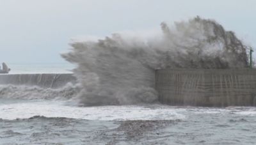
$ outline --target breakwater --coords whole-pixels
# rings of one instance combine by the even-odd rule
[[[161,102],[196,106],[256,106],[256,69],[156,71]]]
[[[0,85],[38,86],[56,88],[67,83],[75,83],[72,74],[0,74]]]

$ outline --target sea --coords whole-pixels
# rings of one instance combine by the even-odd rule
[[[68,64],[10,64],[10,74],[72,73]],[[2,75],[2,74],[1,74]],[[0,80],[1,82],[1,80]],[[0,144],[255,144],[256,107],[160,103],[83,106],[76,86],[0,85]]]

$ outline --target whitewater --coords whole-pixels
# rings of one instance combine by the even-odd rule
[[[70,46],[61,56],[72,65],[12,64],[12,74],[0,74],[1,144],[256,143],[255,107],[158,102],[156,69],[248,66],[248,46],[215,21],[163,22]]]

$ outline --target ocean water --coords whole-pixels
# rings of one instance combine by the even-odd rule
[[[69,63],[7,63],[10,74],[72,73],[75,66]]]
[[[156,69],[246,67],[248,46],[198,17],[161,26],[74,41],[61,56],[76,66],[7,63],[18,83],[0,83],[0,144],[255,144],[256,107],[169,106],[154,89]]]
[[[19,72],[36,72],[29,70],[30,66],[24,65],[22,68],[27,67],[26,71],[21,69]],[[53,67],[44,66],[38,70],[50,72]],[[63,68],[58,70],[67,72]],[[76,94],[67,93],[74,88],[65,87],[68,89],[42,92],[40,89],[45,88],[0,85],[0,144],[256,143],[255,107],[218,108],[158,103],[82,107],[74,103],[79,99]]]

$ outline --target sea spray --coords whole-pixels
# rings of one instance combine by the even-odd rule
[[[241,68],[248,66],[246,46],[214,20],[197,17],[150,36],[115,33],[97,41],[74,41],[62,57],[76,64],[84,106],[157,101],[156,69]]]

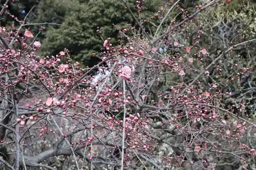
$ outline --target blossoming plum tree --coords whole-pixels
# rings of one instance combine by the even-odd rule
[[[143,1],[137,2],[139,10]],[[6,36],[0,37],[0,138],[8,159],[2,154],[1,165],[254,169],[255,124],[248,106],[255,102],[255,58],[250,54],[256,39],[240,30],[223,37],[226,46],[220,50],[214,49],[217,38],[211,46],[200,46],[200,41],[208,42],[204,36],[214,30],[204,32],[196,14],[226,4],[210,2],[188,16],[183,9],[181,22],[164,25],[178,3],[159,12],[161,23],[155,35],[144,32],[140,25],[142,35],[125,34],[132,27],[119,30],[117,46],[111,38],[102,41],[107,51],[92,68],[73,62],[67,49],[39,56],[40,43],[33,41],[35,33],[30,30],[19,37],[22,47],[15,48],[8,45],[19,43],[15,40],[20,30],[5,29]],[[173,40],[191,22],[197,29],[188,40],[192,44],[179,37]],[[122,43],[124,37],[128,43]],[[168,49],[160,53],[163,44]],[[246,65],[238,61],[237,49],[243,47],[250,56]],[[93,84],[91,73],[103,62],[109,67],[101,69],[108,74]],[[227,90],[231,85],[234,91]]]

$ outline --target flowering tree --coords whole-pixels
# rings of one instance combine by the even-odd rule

* * * * * * * * *

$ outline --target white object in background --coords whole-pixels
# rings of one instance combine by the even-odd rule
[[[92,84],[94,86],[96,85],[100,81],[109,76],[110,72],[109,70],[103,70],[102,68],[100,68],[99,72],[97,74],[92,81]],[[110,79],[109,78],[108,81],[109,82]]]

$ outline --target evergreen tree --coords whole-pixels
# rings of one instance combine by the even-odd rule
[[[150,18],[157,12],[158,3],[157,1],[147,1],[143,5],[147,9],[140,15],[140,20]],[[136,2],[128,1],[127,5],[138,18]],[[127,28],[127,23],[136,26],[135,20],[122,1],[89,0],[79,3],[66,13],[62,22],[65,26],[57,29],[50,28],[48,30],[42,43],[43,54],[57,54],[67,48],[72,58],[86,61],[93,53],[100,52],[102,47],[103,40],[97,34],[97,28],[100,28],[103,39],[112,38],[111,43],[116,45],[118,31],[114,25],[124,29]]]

* * * * * * * * *

■ EXERCISE DESCRIPTION ■
Copy each line of the listing that contains the word "outline".

■ RESULT OF THIS EXERCISE ■
$ outline --target breakwater --coords whole-pixels
$ outline --target sea --coords whole-pixels
$ outline --target whitewater --coords whole-pixels
$ outline --target ocean water --coords whole-pixels
$ outline --target sea spray --coords whole-pixels
$ outline --target blossoming plum tree --coords whole-pixels
$ outline --target flowering tree --coords whole-pixels
$ outline --target white object in background --coords whole-pixels
$ outline --target evergreen tree --coords whole-pixels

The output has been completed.